## Aim of the task
Each entry below is to be duplicated verbatim.

## Records provided
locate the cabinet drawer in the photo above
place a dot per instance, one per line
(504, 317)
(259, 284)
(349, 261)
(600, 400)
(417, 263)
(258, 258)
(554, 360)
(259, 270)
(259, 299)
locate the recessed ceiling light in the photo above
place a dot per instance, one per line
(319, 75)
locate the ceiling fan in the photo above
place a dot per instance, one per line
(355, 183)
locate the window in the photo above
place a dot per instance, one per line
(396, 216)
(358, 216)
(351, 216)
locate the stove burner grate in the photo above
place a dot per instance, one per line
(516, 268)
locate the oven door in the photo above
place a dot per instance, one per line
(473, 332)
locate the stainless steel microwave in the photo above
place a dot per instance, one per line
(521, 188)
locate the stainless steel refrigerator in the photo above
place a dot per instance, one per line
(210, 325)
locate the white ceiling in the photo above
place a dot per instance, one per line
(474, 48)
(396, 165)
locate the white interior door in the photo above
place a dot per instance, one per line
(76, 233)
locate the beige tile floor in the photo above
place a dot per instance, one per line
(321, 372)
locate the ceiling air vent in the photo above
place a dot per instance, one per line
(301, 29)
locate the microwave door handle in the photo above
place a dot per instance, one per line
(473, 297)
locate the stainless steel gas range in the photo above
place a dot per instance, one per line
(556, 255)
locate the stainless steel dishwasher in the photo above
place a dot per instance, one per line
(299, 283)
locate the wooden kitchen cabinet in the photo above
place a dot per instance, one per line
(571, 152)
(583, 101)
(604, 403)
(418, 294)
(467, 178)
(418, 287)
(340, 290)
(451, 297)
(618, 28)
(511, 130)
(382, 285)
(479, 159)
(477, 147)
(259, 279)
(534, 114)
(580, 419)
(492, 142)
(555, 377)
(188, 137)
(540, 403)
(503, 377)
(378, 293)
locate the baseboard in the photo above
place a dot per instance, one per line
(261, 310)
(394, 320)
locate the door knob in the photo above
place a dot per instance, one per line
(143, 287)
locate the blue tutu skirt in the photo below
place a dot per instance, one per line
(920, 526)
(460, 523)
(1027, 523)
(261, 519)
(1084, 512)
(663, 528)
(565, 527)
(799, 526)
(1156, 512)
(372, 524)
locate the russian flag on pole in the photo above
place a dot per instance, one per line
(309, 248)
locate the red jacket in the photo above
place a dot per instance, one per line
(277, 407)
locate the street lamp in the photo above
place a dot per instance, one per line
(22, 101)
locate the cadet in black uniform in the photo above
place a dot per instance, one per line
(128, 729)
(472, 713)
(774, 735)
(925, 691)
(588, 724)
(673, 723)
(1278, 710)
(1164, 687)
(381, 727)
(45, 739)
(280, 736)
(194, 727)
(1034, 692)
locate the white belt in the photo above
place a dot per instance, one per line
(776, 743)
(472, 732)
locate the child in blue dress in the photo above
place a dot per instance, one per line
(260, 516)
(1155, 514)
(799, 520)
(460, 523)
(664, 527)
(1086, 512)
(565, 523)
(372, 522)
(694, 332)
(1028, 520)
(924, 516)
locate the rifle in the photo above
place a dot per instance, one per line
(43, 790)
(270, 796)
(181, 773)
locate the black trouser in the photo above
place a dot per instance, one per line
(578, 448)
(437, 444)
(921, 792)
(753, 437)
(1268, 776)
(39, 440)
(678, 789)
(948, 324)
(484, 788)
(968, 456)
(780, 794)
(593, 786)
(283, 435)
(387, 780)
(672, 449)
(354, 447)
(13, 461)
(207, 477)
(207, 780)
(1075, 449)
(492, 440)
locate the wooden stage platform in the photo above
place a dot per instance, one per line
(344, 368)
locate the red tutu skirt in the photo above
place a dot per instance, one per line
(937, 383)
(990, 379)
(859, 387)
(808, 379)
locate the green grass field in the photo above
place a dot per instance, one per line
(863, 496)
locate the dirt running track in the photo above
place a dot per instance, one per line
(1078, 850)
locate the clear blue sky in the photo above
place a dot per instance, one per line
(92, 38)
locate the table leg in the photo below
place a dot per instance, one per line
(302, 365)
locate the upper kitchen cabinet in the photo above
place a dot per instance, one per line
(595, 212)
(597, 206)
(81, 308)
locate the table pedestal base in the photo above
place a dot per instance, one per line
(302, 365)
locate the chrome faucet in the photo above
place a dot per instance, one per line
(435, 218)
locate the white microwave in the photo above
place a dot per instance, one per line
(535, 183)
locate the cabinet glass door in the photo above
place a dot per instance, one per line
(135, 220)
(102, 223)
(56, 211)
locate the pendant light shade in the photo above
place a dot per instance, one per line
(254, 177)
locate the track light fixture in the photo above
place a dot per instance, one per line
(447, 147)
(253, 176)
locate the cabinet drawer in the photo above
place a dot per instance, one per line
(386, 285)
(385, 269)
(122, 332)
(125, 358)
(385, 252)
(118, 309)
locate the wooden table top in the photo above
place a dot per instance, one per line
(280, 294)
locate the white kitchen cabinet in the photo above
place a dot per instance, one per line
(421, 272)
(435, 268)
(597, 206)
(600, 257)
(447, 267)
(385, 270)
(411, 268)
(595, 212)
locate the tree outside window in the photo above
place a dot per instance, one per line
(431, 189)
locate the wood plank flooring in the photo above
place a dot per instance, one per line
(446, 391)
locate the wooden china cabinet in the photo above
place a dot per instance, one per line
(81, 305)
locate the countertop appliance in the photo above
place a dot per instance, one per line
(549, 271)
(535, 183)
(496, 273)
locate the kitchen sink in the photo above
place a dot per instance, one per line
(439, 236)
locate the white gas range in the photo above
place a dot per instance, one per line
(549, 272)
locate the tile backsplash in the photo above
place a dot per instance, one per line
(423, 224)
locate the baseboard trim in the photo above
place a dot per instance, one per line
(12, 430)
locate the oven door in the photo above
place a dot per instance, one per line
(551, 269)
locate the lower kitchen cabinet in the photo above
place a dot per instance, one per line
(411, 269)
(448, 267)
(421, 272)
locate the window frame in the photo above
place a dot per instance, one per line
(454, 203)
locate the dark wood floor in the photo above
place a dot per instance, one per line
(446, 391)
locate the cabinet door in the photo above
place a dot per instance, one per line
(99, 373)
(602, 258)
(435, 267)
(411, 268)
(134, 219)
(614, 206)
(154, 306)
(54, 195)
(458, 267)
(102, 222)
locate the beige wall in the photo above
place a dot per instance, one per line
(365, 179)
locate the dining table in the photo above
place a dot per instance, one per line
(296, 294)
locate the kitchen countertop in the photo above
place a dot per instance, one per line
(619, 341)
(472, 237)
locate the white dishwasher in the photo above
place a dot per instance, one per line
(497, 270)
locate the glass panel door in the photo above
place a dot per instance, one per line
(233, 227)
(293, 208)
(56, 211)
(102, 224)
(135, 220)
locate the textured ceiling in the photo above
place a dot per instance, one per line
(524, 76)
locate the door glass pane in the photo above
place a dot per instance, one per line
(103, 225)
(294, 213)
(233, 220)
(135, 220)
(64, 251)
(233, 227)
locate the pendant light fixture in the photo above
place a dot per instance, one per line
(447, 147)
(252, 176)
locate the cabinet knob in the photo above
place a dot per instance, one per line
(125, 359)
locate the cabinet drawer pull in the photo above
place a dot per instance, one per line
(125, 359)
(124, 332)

## Reply to the exercise
locate the cabinet drawer in the photo above
place a dot per instance, one per line
(504, 317)
(259, 284)
(349, 261)
(600, 400)
(417, 263)
(258, 258)
(554, 360)
(259, 270)
(259, 299)
locate the recessed ceiling light in the photo above
place a dot per instance, one per line
(319, 75)
locate the ceiling fan in the photo above
place a dot per instance, one per line
(355, 183)
locate the window in the photo above
place a dot per instance, one per line
(396, 216)
(358, 216)
(351, 216)
locate the stove burner grate in the photo above
place a dot per instance, one per line
(516, 268)
locate the oven door in the photo above
place a dot per instance, one per line
(473, 332)
locate the stainless steel microwave in the photo above
place a dot per instance, one per line
(521, 188)
locate the stainless steel refrigerator in the photo above
place a dot per instance, one per line
(210, 325)
locate the white ceiling in the photo above
place a dot per instance, one per line
(474, 48)
(396, 165)
locate the white interior door in the photo above
place a dot per instance, one per line
(76, 233)
locate the beige tile floor in the photo above
place a dot per instance, one per line
(321, 372)
locate the ceiling air vent in the photo above
place a dot per instance, one per line
(301, 29)
locate the microwave door handle in the photo above
place a dot per instance, one per line
(473, 297)
locate the stainless steel gas range in the photo above
place a dot per instance, one per line
(556, 255)
locate the stainless steel dishwasher in the photo above
place a dot per instance, one per line
(299, 283)
locate the wooden kitchen cabinet in the photo above
place a dot per instance, one per line
(571, 152)
(583, 101)
(604, 403)
(418, 294)
(467, 178)
(418, 287)
(340, 290)
(451, 297)
(618, 28)
(511, 130)
(382, 285)
(479, 159)
(477, 147)
(259, 279)
(534, 114)
(580, 419)
(492, 142)
(555, 377)
(188, 137)
(540, 403)
(503, 377)
(378, 293)
locate the baseboard in the photo above
place a dot per instance, one per line
(261, 310)
(394, 320)
locate the door knob in the photo above
place a dot per instance, one per line
(143, 287)
locate the blue tutu skirt in the photo below
place a dot per instance, one per line
(920, 526)
(460, 523)
(1027, 523)
(261, 519)
(1084, 512)
(663, 528)
(565, 527)
(799, 526)
(1156, 512)
(372, 524)
locate the russian flag on pole in the photo above
place a dot per instance, one per line
(309, 248)
locate the red jacket in the photo above
place a dot per instance, one per line
(277, 407)
locate the street lamp in the photo above
place a dot per instance, one per line
(22, 101)
locate the cadet in black uniform in the photo above
place a dot per instance, one per line
(128, 729)
(472, 713)
(774, 735)
(925, 691)
(588, 724)
(673, 723)
(1278, 710)
(1164, 687)
(381, 727)
(45, 739)
(280, 736)
(194, 727)
(1034, 692)
locate the white belt in the photo above
place a dot per instance, one per line
(776, 743)
(472, 732)
locate the child in blue dress in the photo above
place a dot per instance, one per line
(260, 516)
(1155, 514)
(799, 520)
(460, 523)
(664, 527)
(1086, 512)
(565, 523)
(372, 522)
(694, 332)
(1028, 520)
(924, 516)
locate the rifle in the photo above
place a dot per instance, one per line
(43, 790)
(270, 796)
(181, 773)
locate the black trouser in the photo above
place a dot per instance, one per line
(578, 448)
(437, 444)
(921, 792)
(753, 437)
(1268, 776)
(39, 440)
(678, 789)
(948, 324)
(484, 788)
(968, 456)
(780, 794)
(593, 786)
(283, 435)
(387, 780)
(672, 449)
(354, 447)
(13, 461)
(207, 477)
(207, 780)
(1075, 449)
(492, 440)
locate the wooden stage platform in the photo above
place a dot per instance, one per line
(344, 368)
locate the red tutu skirt in the photo above
place a dot per instance, one per line
(937, 383)
(990, 379)
(859, 387)
(808, 379)
locate the green grass field in the photo above
place a dot per instance, one per line
(863, 496)
locate the dirt running track in the photo above
place a dot per instance, one per line
(1078, 850)
locate the clear blue sky in the photo above
place a dot per instance, one per line
(92, 38)
locate the table leg in the photo below
place a dot per instance, one per line
(302, 365)
locate the upper kitchen cabinet in the photo above
place a dot per instance, one per line
(595, 212)
(597, 206)
(81, 308)
locate the table pedestal base in the photo above
place a dot per instance, one per line
(302, 365)
locate the chrome faucet in the photo above
place a dot per instance, one per line
(435, 218)
locate the white microwave in the photo above
place a dot per instance, one per line
(535, 183)
locate the cabinet glass door in the photo above
place a dot per instance, one per line
(135, 220)
(102, 223)
(56, 211)
locate the pendant light shade in the photo above
place a dot per instance, one per line
(254, 177)
locate the track light fixture in the photo above
place a dot per instance, one per line
(447, 147)
(253, 176)
locate the cabinet drawer in the photo above
place a dot per instance, one per line
(386, 285)
(385, 269)
(122, 332)
(125, 358)
(385, 252)
(118, 309)
locate the wooden table top in the photo above
place a dot per instance, one per line
(280, 294)
locate the white kitchen cabinet in the photo above
place a dot per instance, one per line
(421, 272)
(435, 268)
(597, 206)
(600, 257)
(447, 267)
(385, 270)
(411, 268)
(595, 212)
locate the tree outside window in the photo above
place a dot per instance, one per line
(431, 189)
locate the wood plank flooring in the photo above
place a dot per instance, one per line
(446, 391)
locate the wooden china cabinet in the photo above
place a dot per instance, one per line
(81, 305)
locate the countertop appliance in the photo above
place a dot per instance, one per line
(549, 271)
(535, 183)
(496, 273)
locate the kitchen sink in the photo above
place a dot per instance, one per line
(439, 236)
locate the white gas range in the photo above
place a dot per instance, one per line
(549, 272)
locate the tile backsplash in the photo above
place a dot per instance, one per line
(423, 224)
locate the baseboard trim in the photo above
place a dot per instance, one per line
(12, 430)
locate the oven door in the photo above
place a dot per instance, one per line
(551, 269)
locate the lower kitchen cabinet in the photo above
place a dot per instance, one per line
(411, 269)
(448, 267)
(421, 272)
locate the window frame in the photo above
place a dot per instance, one per line
(454, 203)
locate the dark wood floor in the photo above
place a dot per instance, one per line
(446, 391)
locate the cabinet door in the photo above
place a dot per instance, one per line
(99, 373)
(602, 258)
(435, 267)
(411, 268)
(134, 219)
(614, 206)
(154, 306)
(54, 195)
(458, 267)
(102, 222)
locate the beige wall in the photo above
place a dot per instance, one per line
(365, 179)
locate the dining table in the photo above
place a dot per instance, one per line
(296, 294)
locate the kitchen countertop in the photo above
place a dot per instance, one per line
(619, 341)
(472, 237)
locate the white dishwasher in the photo above
place a dot per instance, one per line
(497, 270)
locate the glass panel door in the photo above
place a dot per instance, one per line
(233, 227)
(293, 208)
(56, 211)
(102, 224)
(135, 220)
locate the textured ceiling in the photo above
place a dot per instance, one per line
(524, 76)
locate the door glass pane in the photo above
place a dot per instance, one per line
(103, 225)
(294, 213)
(233, 220)
(135, 220)
(64, 251)
(233, 227)
locate the pendant light fixture in the photo above
place a dot per instance, one per line
(447, 147)
(252, 176)
locate the cabinet knob in the photo above
place a dot per instance, one per line
(125, 359)
locate the cabinet drawer pull in the photo above
place a dot per instance, one per line
(125, 359)
(124, 332)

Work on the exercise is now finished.